■ **課題 1**:
AWSについての文章のうち、「ITシステムの構築にあたり、クラウド化を検討する企業が増加傾向にあります。」から「多くの企業にAWSが選ばれている理由として挙げられるのは、次の7つです。」までの部分を一字も変えずに返すこと。
■ **課題 2**:
AWSについての文章によれば、AWSがクラウドサービスの提供を始めたのはいつか。
■ **課題 3**:
AWSについての文章を、最後の文の後から書き継ぐこと。

■ **引用文**:
· · · ·
ITシステムの構築にあたり、クラウド化を検討する企業が増加傾向にあります。
なかでも、AWS(Amazon Web Services:アマゾン ウェブ サービス)は特に注目されており、近年では多くの企業が導入しているようです。
今回は、AWSが選ばれている7つの理由に加え、代表的なAWSサービスや導入における注意点を紹介します。
AWSを導入する企業は年々増加している
AWSは、Amazonが提供するクラウドサービスです。自社サイトである「Amazon.com」の運営ノウハウやプラットフォームを活用し、2006年7月からクラウドサービスの提供を開始しました。
昨今、AWSは世界各国のさまざまな企業で導入されています。主な例として、北米航空宇宙局のNASAや、配信登録制のストリーミングサービスであるNetflixなどが、AWS製品を通して配信を行っています。
また、日本の各省庁もAWS上にプラットフォームを構築しており、大企業だけでなく政府の間でもシェアを拡大させているのがAWSです。
AWSが選ばれる7つの理由とは?
多くの企業にAWSが選ばれている理由として挙げられるのは、次の7つです。
- クラウド市場において世界シェア1位を記録
- 初期費用ゼロ・低料金で利用可能
- ビジネスチャンスを逃さないシステム構築
- サイジングからの解放
- グローバル展開のスムーズさ
- いつでも最先端のテクノロジーを利用可能
- 高いセキュリティの確保
1つずつ内容を見ていきましょう。
· · · ·
■ **提供資料**:
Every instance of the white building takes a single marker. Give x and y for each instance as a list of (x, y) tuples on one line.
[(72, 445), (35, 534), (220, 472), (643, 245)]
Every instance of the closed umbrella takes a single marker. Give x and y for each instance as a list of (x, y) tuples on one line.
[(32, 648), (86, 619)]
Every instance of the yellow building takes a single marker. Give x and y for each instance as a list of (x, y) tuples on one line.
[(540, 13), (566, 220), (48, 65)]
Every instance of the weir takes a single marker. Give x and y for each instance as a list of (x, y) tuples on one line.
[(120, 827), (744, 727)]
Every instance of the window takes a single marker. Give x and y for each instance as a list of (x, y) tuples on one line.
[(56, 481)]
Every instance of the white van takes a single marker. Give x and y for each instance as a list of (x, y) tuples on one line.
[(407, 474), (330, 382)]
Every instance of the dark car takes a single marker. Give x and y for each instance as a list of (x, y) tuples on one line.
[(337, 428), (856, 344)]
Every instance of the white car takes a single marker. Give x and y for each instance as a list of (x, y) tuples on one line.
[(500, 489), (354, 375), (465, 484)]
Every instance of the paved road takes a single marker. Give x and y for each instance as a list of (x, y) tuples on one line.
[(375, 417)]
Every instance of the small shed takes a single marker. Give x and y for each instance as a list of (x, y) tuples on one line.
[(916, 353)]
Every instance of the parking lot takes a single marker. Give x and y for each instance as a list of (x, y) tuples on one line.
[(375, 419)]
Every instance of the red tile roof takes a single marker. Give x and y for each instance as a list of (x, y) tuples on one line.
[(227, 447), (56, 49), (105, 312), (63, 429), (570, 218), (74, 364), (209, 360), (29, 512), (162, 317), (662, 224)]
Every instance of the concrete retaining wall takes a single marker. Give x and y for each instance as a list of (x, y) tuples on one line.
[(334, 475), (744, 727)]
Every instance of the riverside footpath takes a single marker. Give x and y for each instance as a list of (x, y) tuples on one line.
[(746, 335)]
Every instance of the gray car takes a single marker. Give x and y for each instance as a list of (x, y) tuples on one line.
· · · ·
■ **演習結果 1**:
ITシステムの構築にあたり、クラウド化を検討する企業が増加傾向にあります。
なかでも、AWS(Amazon Web Services:アマゾン ウェブ サービス)は特に注目されており、近年では多くの企業が導入しているようです。
今回は、AWSが選ばれている7つの理由に加え、代表的なAWSサービスや導入における注意点を紹介します。
AWSを導入する企業は年々増加している
AWSは、Amazonが提供するクラウドサービスです。自社サイトである「Amazon.com」の運営ノウハウやプラットフォームを活用し、2006年7月からクラウドサービスの提供を開始しました。
昨今、AWSは世界各国のさまざまな企業で導入されています。主な例として、北米航空宇宙局のNASAや、配信登録制のストリーミングサービスであるNetflixなどが、AWS製品を通して配信を行っています。
また、日本の各省庁もAWS上にプラットフォームを構築しており、大企業だけでなく政府の間でもシェアを拡大させているのがAWSです。
AWSが選ばれる7つの理由とは?
多くの企業にAWSが選ばれている理由として挙げられるのは、次の7つです。

■ **演習結果 2**:
2006年7月。

■ **演習結果 3**:
クラウド市場において世界シェア1位を記録
クラウドサービスは、AWSだけでなく「Microsoft(Microsoft Azure)」や「Google(Google Cloud Platform)」など、さまざまなものがあります。
なかでもAWSはクラウド市場において世界シェア1位を獲得しており、調査会社canalyによると、2022年のクラウドシェアは次の通りです。
2022年第1四半期 | 2022年第2四半期 | |
AWS | 33% | 31% |
Microsoft Azure | 21% | 24% |
Google Cloud Platform | 8% | 8% |
その他 | 38% | 37% |
AWSは、2022年第1四半期から第2四半期にかけて2%ほどシェアが減少しているものの、変わらずトップシェアを記録していることが分かります。
初期費用ゼロ・低料金で利用可能
AWSは、初期費用無料で導入できます。また、月々の料金は利用料に応じた従量課金制度を設けており、低料金でITリソースを調達できることが特徴です。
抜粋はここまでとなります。